Anova

Lecture ?

Dr. Elijah Meyer

NC State University
ST 511 - Fall 2024

2024-10-16

Checklist

– Take-home exam due Friday (11:59pm)

– Keep up with exam-1 Slack

– No quiz this week

– No hw this week

Announcements

– I’ll have the in-class graded by Friday afternoon (Sunday by the latest)

– I’ll make an announcement on exam corrections once I see the grade distribution

  > Won't be the entire exam (1 or 2 questions)

Wrap up unit 1: review

Suppose you calculate a p-value of -0.147. From this, you can determine that…

– You have an observed statistic that is really unlikely to be observed under the assumption of the null hypothesis

– You made some arithmetic mistake. P-values can not be negative

– Your test statistic is negative

– Every value in your data set is negative

Wrap up unit 1: review

Suppose a researcher, using a t-distribution with 20 degrees of freedom, calculated a p-value to be 0.076. Assuming that everything else regarding the study stayed exactly the same, what would happen to the p-value if we used a t-distribution with 5 degrees of freedom…

– The p-value would be larger

– The p-value would be smaller

– The p-value would stay exactly the same

Wrap up unit 1: review

Assuming the Central Limit Theorem assumptions are met, what would you expect the shape of the population distribution be of all Iris flower’s petal length?

– Normally distributed

– Left skewed

– Right skewed

– Not enough information to answer the question

Wrap up unit 1: review

Regardless of your answer part g, assume you calculated the following 90% confidence interval for the population mean petal length (0.758, 6.758). Interpret this confidence interval in the context of the problem.

New Content

Inference on many means

We will use the penguins data set for the slides example, and practice with a new data set for an AE example (Monday).

Inference on many means

In our last example, species impact on bill length. We limited our question to Gentoo and Chinstrap penguins. How species or penguin are in the data set?

## STATED GOAL
Write out the passage of the ANOVA lecture slides starting with "We will use" and going on through "the data set?", copied word for word. The listing has no connection to the lecture slides.

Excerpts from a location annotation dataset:

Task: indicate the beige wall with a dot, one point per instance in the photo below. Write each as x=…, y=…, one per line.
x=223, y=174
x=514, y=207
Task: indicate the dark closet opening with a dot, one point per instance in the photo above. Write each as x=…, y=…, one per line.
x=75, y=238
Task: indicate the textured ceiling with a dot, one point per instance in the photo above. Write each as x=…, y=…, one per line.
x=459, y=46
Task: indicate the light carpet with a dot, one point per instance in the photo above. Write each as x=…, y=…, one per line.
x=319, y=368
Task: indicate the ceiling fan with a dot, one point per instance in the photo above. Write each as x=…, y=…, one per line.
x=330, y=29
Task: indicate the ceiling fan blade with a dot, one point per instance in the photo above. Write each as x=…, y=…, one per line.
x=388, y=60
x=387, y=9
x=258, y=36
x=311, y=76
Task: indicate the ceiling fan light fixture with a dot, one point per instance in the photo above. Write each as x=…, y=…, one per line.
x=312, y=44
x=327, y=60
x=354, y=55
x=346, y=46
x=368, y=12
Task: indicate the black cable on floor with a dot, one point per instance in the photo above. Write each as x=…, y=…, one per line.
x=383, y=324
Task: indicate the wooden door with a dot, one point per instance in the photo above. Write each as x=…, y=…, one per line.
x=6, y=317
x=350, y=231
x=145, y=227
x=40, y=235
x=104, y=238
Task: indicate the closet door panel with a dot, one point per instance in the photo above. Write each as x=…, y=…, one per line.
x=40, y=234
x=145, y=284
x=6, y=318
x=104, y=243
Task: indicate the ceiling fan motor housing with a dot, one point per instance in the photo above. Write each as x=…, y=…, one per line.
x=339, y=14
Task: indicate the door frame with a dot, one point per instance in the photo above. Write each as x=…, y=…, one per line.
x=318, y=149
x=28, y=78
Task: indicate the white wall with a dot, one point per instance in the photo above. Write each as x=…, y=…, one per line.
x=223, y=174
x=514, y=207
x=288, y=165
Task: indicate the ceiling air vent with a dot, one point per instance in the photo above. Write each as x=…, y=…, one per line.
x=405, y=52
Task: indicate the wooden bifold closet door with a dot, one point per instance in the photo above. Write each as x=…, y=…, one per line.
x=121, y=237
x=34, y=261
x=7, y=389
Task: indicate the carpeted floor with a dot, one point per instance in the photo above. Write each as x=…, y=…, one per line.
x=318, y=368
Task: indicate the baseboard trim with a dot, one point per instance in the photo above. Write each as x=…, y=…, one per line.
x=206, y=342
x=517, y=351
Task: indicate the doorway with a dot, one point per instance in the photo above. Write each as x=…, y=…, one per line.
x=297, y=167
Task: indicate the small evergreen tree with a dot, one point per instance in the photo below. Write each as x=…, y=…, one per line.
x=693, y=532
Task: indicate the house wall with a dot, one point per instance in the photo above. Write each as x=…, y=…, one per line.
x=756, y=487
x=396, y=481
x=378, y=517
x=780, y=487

## EXERCISE RESPONSE
We will use the penguins data set for the slides example, and practice with a new data set for an AE example (Monday).

Inference on many means

In our last example, species impact on bill length. We limited our question to Gentoo and Chinstrap penguins. How species or penguin are in the data set?